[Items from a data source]

***

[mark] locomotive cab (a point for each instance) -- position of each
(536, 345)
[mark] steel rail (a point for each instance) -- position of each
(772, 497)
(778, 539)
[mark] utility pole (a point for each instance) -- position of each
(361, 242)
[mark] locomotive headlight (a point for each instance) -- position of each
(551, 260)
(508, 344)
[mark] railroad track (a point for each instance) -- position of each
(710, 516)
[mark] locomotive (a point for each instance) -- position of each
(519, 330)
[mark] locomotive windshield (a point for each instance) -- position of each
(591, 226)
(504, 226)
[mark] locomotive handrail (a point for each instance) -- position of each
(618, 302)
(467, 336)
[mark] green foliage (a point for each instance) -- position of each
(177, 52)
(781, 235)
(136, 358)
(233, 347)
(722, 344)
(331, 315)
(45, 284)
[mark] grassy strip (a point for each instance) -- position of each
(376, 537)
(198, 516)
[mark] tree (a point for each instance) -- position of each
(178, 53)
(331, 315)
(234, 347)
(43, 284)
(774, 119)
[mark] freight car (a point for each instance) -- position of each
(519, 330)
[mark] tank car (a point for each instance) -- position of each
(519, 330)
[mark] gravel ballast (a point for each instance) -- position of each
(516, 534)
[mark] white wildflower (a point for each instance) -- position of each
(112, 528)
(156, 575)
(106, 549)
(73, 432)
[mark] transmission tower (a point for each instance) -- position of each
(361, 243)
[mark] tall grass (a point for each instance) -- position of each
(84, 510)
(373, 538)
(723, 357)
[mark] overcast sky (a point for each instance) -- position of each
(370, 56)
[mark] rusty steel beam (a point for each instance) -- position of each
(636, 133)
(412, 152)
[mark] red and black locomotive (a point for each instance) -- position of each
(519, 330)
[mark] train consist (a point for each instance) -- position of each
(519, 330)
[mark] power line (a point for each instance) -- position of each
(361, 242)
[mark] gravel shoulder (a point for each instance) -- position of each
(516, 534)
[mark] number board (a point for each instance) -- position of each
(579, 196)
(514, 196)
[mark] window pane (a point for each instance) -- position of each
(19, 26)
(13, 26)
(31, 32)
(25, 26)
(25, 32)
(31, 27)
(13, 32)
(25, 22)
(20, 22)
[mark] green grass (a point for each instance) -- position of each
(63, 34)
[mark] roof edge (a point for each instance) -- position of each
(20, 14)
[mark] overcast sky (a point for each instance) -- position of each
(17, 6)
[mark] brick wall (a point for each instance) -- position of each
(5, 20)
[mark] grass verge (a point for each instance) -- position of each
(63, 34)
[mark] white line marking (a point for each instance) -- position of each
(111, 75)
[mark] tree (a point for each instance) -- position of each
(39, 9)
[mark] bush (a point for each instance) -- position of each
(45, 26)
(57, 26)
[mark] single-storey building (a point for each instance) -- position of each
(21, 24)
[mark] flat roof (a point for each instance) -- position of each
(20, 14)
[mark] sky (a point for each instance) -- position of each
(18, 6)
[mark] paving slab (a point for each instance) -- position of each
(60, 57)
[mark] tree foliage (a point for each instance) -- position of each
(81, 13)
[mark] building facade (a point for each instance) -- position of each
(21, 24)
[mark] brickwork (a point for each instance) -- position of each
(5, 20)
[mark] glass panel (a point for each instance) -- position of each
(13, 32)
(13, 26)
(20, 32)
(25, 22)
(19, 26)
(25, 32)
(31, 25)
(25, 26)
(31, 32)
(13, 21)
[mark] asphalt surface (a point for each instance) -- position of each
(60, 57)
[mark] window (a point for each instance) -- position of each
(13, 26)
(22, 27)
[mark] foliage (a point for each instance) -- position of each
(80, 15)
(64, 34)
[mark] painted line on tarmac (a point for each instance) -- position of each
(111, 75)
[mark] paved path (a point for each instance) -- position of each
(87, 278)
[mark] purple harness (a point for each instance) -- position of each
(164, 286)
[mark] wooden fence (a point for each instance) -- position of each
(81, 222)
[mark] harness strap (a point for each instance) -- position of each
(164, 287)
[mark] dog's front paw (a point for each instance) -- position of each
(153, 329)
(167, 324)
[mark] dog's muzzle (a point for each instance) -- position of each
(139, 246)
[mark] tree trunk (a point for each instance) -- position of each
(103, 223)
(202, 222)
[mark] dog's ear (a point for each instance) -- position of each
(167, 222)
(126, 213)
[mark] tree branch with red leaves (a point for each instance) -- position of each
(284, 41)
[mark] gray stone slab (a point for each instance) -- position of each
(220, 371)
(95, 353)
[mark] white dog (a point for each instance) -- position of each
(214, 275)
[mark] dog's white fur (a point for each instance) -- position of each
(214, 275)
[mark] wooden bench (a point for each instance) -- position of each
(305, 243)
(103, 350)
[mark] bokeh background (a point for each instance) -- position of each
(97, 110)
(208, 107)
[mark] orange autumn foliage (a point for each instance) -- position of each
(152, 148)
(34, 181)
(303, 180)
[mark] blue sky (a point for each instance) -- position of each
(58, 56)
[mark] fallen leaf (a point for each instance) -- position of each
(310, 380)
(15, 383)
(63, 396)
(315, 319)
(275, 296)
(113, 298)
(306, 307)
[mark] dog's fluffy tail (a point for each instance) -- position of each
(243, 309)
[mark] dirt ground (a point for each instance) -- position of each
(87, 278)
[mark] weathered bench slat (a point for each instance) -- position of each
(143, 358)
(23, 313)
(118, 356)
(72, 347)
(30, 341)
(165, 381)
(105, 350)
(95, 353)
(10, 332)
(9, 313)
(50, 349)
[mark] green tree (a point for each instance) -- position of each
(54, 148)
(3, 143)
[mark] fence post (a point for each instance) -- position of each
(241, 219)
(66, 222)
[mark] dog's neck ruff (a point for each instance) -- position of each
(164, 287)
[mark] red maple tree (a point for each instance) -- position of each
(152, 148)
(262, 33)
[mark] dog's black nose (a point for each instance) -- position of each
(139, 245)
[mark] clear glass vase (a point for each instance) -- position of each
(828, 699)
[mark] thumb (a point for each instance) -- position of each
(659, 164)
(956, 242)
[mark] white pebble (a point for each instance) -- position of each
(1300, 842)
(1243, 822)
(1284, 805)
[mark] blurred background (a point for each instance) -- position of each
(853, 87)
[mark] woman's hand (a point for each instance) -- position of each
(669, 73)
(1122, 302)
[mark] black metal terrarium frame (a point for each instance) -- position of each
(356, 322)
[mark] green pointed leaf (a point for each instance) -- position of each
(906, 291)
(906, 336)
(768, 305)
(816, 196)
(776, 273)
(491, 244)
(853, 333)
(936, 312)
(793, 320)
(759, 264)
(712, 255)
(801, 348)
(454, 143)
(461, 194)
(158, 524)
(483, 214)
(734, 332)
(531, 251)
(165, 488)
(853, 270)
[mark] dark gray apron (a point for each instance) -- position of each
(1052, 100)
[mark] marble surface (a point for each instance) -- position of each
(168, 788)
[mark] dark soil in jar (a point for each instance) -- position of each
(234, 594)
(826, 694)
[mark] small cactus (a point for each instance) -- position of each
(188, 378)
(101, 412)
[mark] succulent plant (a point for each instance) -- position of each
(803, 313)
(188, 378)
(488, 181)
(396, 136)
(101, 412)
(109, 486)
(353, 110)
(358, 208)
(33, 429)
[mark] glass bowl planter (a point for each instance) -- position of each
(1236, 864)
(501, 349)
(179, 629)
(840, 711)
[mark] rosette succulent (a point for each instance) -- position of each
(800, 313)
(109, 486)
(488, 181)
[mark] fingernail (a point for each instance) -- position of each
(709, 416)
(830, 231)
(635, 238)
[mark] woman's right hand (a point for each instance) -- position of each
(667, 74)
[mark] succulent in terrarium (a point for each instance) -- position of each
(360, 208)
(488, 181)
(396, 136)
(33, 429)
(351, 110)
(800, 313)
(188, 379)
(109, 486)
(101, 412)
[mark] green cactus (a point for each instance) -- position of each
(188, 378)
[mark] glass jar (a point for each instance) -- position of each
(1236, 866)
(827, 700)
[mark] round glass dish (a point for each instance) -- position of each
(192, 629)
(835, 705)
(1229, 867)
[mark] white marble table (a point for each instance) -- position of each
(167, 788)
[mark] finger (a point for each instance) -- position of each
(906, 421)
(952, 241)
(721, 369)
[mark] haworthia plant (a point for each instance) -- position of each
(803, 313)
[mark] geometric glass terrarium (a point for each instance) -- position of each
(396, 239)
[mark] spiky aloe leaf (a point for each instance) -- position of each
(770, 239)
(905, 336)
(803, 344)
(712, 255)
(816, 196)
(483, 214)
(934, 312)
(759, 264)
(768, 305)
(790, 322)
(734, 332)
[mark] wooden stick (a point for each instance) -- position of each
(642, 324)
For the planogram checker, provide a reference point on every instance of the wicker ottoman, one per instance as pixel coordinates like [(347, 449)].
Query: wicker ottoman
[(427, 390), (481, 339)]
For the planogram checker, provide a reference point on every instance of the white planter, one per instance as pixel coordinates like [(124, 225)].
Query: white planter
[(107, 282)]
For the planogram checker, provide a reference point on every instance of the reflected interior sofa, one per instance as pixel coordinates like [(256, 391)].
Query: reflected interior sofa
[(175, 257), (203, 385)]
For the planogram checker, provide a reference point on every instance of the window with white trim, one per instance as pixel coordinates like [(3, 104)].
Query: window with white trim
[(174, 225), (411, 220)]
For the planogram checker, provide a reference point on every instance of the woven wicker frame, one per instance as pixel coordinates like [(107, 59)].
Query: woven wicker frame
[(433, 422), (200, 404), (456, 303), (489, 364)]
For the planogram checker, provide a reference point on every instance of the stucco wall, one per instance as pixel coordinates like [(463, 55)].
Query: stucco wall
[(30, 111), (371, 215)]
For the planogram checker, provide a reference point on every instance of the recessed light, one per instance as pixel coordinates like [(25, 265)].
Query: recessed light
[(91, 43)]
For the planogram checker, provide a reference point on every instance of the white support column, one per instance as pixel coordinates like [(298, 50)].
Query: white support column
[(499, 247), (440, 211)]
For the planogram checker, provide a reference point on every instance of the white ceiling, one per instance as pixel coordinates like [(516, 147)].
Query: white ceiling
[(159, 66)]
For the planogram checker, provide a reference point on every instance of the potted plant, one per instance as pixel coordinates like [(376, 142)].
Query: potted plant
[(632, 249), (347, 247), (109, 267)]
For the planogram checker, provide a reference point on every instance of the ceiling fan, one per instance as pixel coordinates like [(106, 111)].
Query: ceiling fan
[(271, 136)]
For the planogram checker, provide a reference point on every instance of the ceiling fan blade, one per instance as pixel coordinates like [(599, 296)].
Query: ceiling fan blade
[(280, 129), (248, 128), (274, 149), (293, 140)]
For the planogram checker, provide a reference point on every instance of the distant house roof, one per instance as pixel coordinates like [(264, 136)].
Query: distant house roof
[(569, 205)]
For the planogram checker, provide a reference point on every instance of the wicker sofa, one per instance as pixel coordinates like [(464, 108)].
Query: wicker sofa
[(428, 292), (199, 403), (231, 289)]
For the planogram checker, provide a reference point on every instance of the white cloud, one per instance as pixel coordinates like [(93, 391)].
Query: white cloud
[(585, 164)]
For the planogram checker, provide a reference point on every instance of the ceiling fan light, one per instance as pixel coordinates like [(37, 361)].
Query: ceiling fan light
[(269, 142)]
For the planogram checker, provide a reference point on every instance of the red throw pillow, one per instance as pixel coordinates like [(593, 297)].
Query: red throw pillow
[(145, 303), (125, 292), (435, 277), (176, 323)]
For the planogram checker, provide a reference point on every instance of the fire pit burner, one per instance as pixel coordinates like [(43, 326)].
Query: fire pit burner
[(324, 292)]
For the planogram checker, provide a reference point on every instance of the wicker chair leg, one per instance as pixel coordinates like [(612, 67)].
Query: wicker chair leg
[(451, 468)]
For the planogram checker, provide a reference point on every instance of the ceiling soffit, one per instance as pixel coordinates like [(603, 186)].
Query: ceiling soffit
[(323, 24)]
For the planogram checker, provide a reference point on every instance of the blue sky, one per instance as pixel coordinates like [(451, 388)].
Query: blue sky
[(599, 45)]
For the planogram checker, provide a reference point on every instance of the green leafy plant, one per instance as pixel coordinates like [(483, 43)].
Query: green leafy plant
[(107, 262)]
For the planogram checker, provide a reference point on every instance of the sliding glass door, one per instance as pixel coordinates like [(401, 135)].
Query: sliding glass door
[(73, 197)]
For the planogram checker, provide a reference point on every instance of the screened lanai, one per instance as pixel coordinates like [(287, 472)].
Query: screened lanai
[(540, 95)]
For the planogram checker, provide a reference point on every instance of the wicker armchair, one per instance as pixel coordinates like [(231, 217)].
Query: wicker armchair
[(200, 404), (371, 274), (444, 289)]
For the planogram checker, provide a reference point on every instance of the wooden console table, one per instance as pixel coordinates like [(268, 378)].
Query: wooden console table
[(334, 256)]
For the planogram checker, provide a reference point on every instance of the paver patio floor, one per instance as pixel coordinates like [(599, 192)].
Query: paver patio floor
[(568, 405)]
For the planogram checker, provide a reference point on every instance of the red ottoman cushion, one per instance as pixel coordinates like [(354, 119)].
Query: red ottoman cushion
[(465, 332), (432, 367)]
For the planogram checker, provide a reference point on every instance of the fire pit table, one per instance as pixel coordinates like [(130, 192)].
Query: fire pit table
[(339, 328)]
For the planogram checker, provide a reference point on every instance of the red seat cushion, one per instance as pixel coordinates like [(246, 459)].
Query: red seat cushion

***

Go through the data above and find the lines with the word "seat". Copy each of those lines.

For the planogram checker, provide a reference point on every instance of the red seat cushion, one per instance as pixel coordinates like [(246, 459)].
Query: red seat cushion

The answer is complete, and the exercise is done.